Extracted material »

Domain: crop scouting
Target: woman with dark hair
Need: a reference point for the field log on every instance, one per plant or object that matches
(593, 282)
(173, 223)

Requirement »
Please copy each of the items above verbatim.

Written response »
Domain: crop scouting
Target: woman with dark hair
Need: a reference point for the field log on every instance, one per plant or object that matches
(593, 282)
(173, 223)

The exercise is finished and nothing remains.